* [Aufgabenziel]:
Gib aus dem Text über die Peking Motor Show den Abschnitt von „Das chinesische Interesse“ bis einschließlich „hinter sich lässt.“ wortgetreu wieder.

* [Ausgangstext]:
== == ==

Mit moderat aufpolierten Modellen speist man die Chinesen längst nicht mehr ab. Auf der Peking Motor Show, die mittlerweile zu den wichtigsten Automessen der Welt gehört, stellten Europas Autobauer vorige Woche wegweisende Visionen und prestigeträchtige Prachtstücke vor. So enthüllte BMW die Studie Vision Future Luxury, die das neue Gesicht des 7er BMWs zeigen könnte, des Flaggschiffs der Münchner. Mercedes führte mit dem MLC gleich eine neue Fahrzeugkategorie ein: Das Coupé-SUV, das dem erfolgreichen 6er BMW einmal Konkurrenz machen soll. Audi brachte das TT Offroad Concept mit. Und Peugeot wollte den Gastgebern mit seiner Studie Exalt schmeicheln, dessen Innenraum Holzvertäfelungen im chinesischen Stil zieren.

Das chinesische Interesse an europäischen Autos ist groß. Das europäische Interesse an chinesischen Kunden ebenso. Vor allem deutsche Autos gelten im Reich der Mitte als Statussymbol. Und China gilt in Europa als größter und zukunftsträchtigster Wachstumsmarkt für die Automobilbranche, die gerade eine schwere Krise hinter sich lässt.

== == ==

* [Angezeigte Einträge]:
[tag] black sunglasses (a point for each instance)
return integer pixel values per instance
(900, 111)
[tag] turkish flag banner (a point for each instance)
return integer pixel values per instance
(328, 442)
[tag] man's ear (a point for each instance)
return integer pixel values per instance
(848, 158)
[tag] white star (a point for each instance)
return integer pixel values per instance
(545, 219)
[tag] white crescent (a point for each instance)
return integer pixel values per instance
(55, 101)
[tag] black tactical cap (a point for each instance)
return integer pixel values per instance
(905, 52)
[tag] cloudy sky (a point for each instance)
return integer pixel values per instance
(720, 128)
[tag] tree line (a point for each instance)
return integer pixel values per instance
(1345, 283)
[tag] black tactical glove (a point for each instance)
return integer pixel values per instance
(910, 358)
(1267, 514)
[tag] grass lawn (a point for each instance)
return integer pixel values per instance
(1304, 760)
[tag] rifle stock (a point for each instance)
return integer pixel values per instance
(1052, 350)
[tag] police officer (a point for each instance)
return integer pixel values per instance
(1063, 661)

== == ==

* [Lösung]:
Das chinesische Interesse an europäischen Autos ist groß. Das europäische Interesse an chinesischen Kunden ebenso. Vor allem deutsche Autos gelten im Reich der Mitte als Statussymbol. Und China gilt in Europa als größter und zukunftsträchtigster Wachstumsmarkt für die Automobilbranche, die gerade eine schwere Krise hinter sich lässt.